### ENTRIES

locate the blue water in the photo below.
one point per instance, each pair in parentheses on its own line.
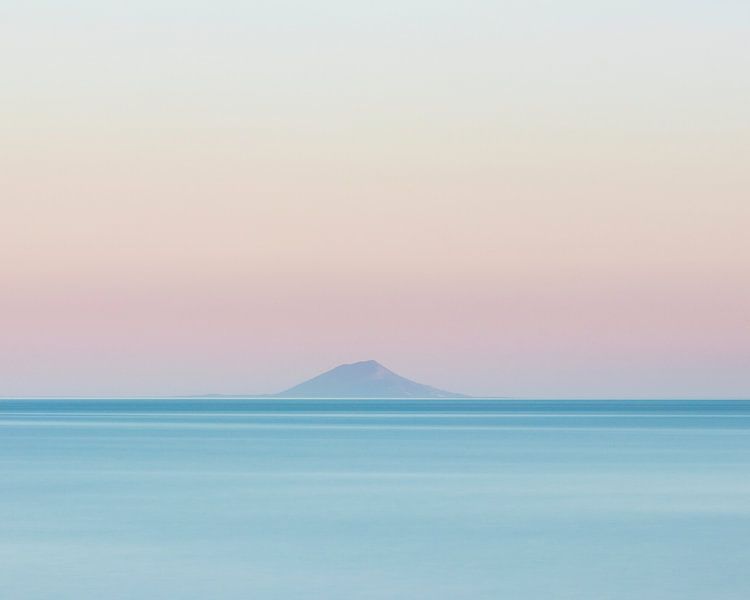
(339,499)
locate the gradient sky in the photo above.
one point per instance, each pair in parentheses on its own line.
(522,198)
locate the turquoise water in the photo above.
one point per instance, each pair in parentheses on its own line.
(355,499)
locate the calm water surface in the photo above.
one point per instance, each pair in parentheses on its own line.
(365,499)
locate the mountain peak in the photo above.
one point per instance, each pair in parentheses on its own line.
(363,379)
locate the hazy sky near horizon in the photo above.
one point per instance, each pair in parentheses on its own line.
(515,198)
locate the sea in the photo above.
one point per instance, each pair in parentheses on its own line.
(374,499)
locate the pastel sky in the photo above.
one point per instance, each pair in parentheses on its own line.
(518,198)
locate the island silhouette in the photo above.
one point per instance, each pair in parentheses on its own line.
(364,379)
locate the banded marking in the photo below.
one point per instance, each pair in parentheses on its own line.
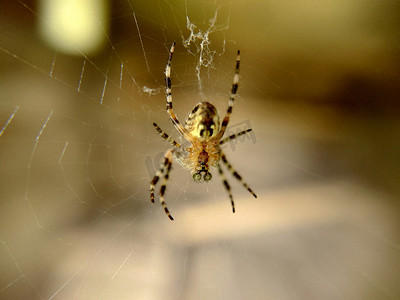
(165,168)
(227,187)
(236,174)
(162,191)
(234,136)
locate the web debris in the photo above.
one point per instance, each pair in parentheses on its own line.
(201,40)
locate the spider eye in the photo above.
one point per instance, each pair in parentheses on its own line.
(196,176)
(207,177)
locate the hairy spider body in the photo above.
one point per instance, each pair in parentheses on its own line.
(204,131)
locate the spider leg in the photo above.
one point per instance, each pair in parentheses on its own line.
(232,97)
(227,186)
(159,173)
(168,157)
(168,91)
(236,174)
(234,136)
(167,138)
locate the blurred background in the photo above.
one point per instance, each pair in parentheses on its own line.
(81,84)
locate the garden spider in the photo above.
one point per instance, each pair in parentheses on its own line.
(204,132)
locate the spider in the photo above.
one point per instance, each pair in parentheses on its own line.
(204,132)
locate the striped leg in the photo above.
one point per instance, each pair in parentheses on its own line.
(235,174)
(168,90)
(234,136)
(227,186)
(165,168)
(235,86)
(167,138)
(164,187)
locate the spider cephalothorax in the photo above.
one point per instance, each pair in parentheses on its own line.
(203,122)
(204,132)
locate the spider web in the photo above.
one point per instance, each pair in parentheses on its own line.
(78,151)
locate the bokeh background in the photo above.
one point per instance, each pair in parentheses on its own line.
(81,84)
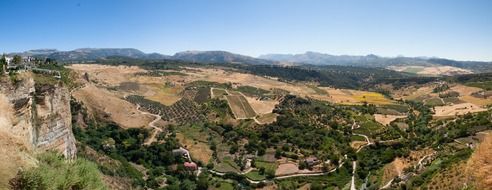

### WHAT IS EXPECTED
Copy out each line of the listing above that contains the word "spider".

### RIGHT ANSWER
locate the spider eye in the photo above.
locate the hairy spider body in the photo above.
locate the spider leg in the photo above.
locate the garden spider in the photo above.
locate the spider in the photo above.
locate the spider cephalothorax in the photo above.
locate the spider web in the photo above.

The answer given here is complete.